Rewrite all of the records below, changing every "largest disc" to "largest circle" and keeping everything else the same. Leave the pictures out of your answer.

--- begin SOURCE MATERIAL ---

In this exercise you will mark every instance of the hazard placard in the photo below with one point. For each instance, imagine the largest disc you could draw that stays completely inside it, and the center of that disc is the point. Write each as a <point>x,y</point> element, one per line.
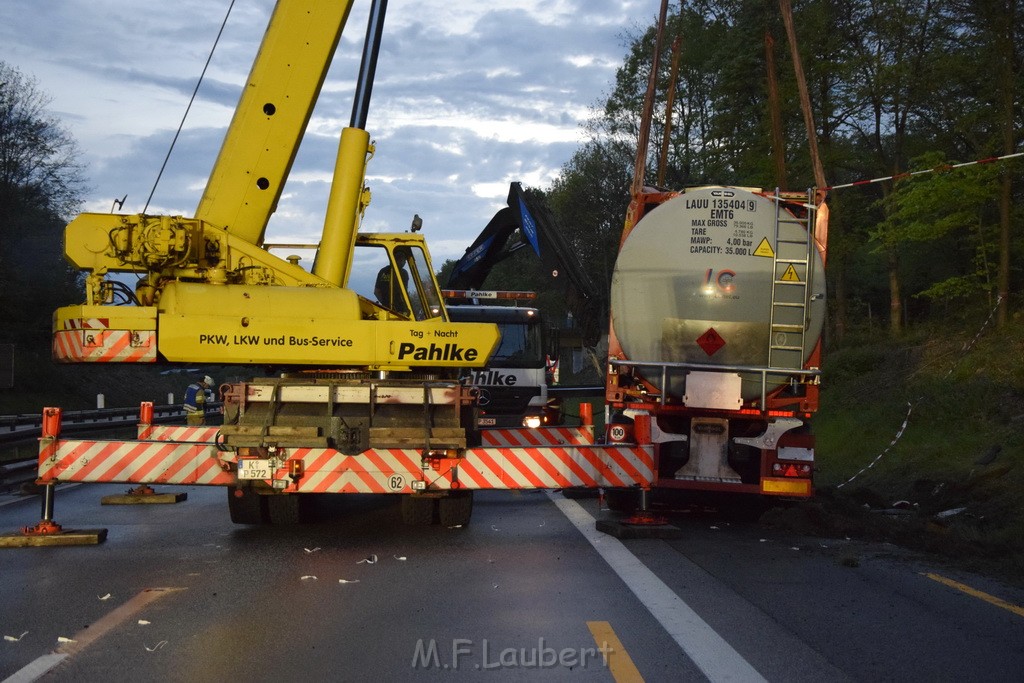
<point>791,275</point>
<point>764,249</point>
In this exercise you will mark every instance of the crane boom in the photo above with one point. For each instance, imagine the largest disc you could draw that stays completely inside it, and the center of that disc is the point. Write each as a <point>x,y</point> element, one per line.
<point>271,116</point>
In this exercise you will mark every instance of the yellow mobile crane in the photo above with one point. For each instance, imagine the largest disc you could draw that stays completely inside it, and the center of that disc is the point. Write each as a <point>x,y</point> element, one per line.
<point>369,399</point>
<point>359,373</point>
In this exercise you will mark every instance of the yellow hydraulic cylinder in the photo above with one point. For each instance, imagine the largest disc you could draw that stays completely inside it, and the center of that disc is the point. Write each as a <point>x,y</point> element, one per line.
<point>334,258</point>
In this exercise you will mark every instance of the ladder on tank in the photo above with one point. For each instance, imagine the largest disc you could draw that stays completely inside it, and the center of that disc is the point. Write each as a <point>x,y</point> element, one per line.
<point>791,289</point>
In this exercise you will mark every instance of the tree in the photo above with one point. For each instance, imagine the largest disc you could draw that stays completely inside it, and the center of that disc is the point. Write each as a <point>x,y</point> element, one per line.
<point>40,186</point>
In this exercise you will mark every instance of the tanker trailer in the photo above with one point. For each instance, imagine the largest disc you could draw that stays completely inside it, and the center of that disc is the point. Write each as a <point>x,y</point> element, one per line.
<point>718,303</point>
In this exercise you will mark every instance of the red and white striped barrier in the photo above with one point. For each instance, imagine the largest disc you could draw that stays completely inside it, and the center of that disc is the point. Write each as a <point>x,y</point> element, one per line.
<point>329,471</point>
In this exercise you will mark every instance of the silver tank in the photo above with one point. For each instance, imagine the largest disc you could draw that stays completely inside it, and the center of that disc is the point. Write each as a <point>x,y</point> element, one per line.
<point>693,283</point>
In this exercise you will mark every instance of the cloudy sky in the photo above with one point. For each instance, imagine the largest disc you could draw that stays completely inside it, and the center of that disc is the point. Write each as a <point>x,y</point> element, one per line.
<point>469,96</point>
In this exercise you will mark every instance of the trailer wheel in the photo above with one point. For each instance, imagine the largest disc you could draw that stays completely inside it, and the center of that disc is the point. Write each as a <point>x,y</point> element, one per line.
<point>285,509</point>
<point>418,510</point>
<point>456,509</point>
<point>249,508</point>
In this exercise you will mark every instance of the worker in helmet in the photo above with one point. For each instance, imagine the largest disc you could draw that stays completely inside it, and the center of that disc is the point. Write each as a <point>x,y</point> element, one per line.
<point>196,399</point>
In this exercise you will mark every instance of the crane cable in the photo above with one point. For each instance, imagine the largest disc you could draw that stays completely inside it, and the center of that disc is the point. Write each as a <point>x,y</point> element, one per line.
<point>937,169</point>
<point>187,109</point>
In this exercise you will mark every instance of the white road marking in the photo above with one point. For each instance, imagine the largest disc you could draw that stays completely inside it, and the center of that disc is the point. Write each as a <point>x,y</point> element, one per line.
<point>700,643</point>
<point>42,666</point>
<point>36,669</point>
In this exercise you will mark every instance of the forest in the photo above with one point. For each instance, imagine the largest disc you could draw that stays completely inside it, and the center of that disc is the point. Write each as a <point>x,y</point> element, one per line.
<point>916,89</point>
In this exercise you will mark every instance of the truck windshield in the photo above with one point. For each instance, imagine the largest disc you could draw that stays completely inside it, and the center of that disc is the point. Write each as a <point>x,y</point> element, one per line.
<point>521,346</point>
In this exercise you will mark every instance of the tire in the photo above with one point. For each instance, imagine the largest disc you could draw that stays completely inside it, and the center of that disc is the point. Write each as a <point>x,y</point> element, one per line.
<point>418,510</point>
<point>456,509</point>
<point>248,508</point>
<point>285,509</point>
<point>622,500</point>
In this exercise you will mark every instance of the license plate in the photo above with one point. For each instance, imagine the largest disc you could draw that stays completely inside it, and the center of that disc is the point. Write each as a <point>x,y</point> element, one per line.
<point>255,469</point>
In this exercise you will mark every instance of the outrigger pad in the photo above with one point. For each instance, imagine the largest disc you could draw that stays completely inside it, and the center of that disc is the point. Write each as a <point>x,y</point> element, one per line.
<point>622,528</point>
<point>90,537</point>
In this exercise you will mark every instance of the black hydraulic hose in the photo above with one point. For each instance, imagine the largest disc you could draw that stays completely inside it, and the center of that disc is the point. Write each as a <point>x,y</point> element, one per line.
<point>368,66</point>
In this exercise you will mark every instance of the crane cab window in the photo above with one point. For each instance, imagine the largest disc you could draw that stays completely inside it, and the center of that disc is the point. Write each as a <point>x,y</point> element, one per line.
<point>401,281</point>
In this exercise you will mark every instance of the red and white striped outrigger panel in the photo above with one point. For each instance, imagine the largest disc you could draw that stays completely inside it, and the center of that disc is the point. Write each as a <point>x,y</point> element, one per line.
<point>90,340</point>
<point>328,471</point>
<point>489,437</point>
<point>542,436</point>
<point>131,462</point>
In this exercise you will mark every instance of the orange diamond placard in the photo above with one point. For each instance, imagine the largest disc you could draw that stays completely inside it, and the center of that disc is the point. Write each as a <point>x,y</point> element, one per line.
<point>711,341</point>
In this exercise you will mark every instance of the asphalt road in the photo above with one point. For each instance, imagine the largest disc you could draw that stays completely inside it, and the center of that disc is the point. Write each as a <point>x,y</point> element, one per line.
<point>527,591</point>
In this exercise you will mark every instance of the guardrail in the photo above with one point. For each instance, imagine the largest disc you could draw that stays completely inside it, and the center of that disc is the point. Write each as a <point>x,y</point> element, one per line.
<point>15,428</point>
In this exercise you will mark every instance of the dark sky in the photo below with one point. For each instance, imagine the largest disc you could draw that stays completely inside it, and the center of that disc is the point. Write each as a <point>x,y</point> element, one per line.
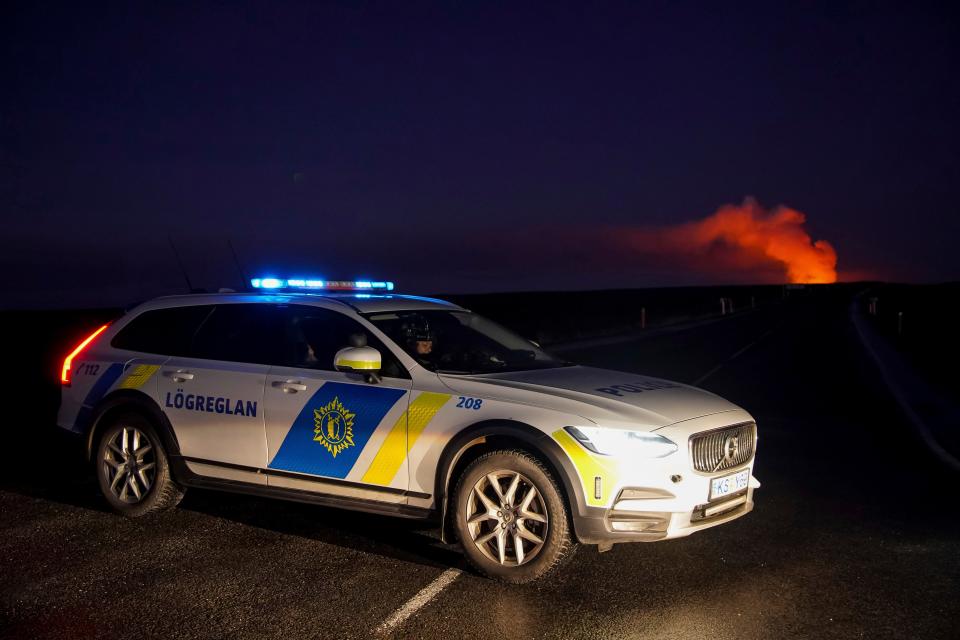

--- end SOURCE MATERIAL ---

RESPONSE FOR THIS EXERCISE –
In this exercise you will mark every instance of the hazard placard in the photo below with one point. For each instance, imagine the largest circle you could draw that stays completely inside it, and the center of that disc is the point. Write each as a <point>x,y</point> element, one per line.
<point>791,275</point>
<point>764,249</point>
In this exercise you will mark every instance of the crane boom in the photo above with one point. For each instance, imagine the largest circle you could draw that stays completely inside it, and the center of that disc is the point. Write each as a <point>x,y</point> element, one per line.
<point>271,116</point>
In this exercise you will mark every instance of the yellow mobile crane in the photo above with one point. For each instance, imagine the largest circle you could draw that stays completely inside it, and the center of that disc is the point. Write each as a <point>x,y</point> element, one per line.
<point>369,399</point>
<point>359,373</point>
In this exercise you will mark every instance of the yellow hydraulic cylinder in the photo above with one point. For each instance, imagine the largest circle you could draw that stays completely inside it, and the center of that disc is the point. Write each as a <point>x,y</point> element, one per line.
<point>334,258</point>
In this exercise you will mark every instance of the ladder on tank in the photo above with one point. For each instance, imagine the largest circle you could draw that stays completely inside it, and the center of that disc is the point. Write each as a <point>x,y</point> element, one per line.
<point>791,289</point>
In this exercise you will mark every instance of the tree in the photo above with one point. For each instance, imagine the largest circle you could draw that stays completely inside it, and the center of that disc is the point. Write each as a <point>x,y</point> element, one per line.
<point>40,186</point>
In this exercise you will mark every instance of the tanker trailer in the photo above with one point. For each instance, imagine the largest circle you could draw that stays completely inside it, and the center of that disc is the point. Write each as a <point>x,y</point> element, one per line.
<point>718,303</point>
In this exercise you will mark every instance of the red and white striped barrier in the photo above with one point. For each instance, imagine the largest circle you could draw that stays completely inside it, and the center of that disc is the point. Write each as a <point>x,y</point> element, one per line.
<point>329,471</point>
In this exercise you will mark every instance of the silver tank in the photo above with one point. For each instance, imagine the largest circle you could draw that stays completely inside it, and the center of that disc is the point. Write each as a <point>x,y</point> element, one per line.
<point>693,283</point>
In this exercise you will mark every instance of the cloudy sky in the photo above with one point. For each instance, imagine the largest circle you could draw that stays completely inside it, and the center of that disc is the point. Write each as a <point>x,y</point> element, one per line.
<point>469,96</point>
In this exercise you will mark every instance of the trailer wheel in the photo above with one point. For each instance, imagine the largest circle you could draw that stays completely inside it, and the center of that disc is the point. Write each as a <point>x,y</point> element, one per line.
<point>285,509</point>
<point>418,510</point>
<point>456,509</point>
<point>249,508</point>
In this exercise you will mark every instance of the worker in helmet in the photo above with one point. For each instance, imagine the largest circle you could draw that stays completely inside it, and the center of that disc is the point. Write each as a <point>x,y</point> element, one per line.
<point>196,399</point>
In this exercise you will mark every instance of the crane cable in the photo above with one point. For each instance, imagine the largest circle you could draw that stays completely inside it, and the center of that disc is the point. Write each as a <point>x,y</point> element, one per line.
<point>937,169</point>
<point>187,109</point>
In this exercise you will mark every instance of the white road marking in the photo above with one point. For each instance, imagine the largest circle you could draw that stays completely inside it, and the center of that disc is the point. Write each as a <point>x,y</point> element, one per line.
<point>700,643</point>
<point>42,666</point>
<point>36,669</point>
In this exercise you will mark every instance of the forest in the photo above with one point. For each instance, imagine the largest circle you could draw that stays completely inside it, and the center of that disc is the point. Write each as a <point>x,y</point> element, one per line.
<point>916,89</point>
In this exercise you will mark every instance of the truck windshield in the photo above with one point. For each instance, imagine the largest circle you could draw that stays completely inside it, and the center of that disc is the point. Write each as a <point>x,y</point> element, one per line.
<point>521,346</point>
In this exercise you will mark every instance of the tire in the photo above with one point. For each instance, imagine the largest circle you could draw that stays completely inside it, and the center of that disc is the point. Write each as a <point>x,y</point> element, one per line.
<point>418,510</point>
<point>456,509</point>
<point>248,508</point>
<point>285,509</point>
<point>622,500</point>
In this exercise you will mark every instance of the license plate in the photo above with one point. For each instance, imagine the largest circle you could draw that stays completely inside it, and the center of that disc is the point. Write each as a <point>x,y</point> element, one per line.
<point>255,469</point>
In this exercise you will mark every instance of the outrigger pad in the photo above with one point. For each instance, imagine the largest circle you could draw that stays completely inside it, and the center of that disc is the point. Write each as a <point>x,y</point> element, one per line.
<point>622,528</point>
<point>90,537</point>
In this exercise you will mark every instance of the black hydraulic hose in the photo above with one point. For each instance, imagine the largest circle you could draw that stays completely inside it, and the center of that disc is the point. Write each as a <point>x,y</point> element, one per line.
<point>368,66</point>
In this exercise you will mark every instance of the crane cab window in the photo above with one point. For each instance, imagine the largest circle you could draw that stays completely inside it, and the center of that disc is the point. Write each as a <point>x,y</point> element, one per line.
<point>401,281</point>
In this exercise you will mark every instance of the red and white striped outrigger panel in the photo above with one point. For each instance, imagine the largest circle you could draw that stays completely inside it, and the center of that disc is the point. Write each as a <point>x,y</point> element, one per line.
<point>90,340</point>
<point>328,471</point>
<point>489,437</point>
<point>542,436</point>
<point>131,462</point>
In this exercise you will mark every instance of the orange diamond placard in the photo above with one point. For each instance, imagine the largest circle you could draw that stays completely inside it, and the center of that disc is the point. Write each as a <point>x,y</point> element, one per line.
<point>711,341</point>
In this exercise you will mark every instance of the asphalt road in the photo above with one point. For each instance, imagine the largest circle you could draw that stays completely inside it, and the center of that disc is the point. Write each as a <point>x,y</point> element, one per line.
<point>527,591</point>
In this exercise you will mark every instance of the guardrail in the photo above with one point. For each instance, imagine the largest circle you could draw that stays completely inside it, and the center of that disc is the point. Write each as a <point>x,y</point> element, one per line.
<point>15,428</point>
In this exercise you will mark every instance of the dark sky in the photo below with one point. For each instance, imagine the largest circle you could draw that stays completely inside it, and the center of that disc is the point. Write each as a <point>x,y</point> element, one per line.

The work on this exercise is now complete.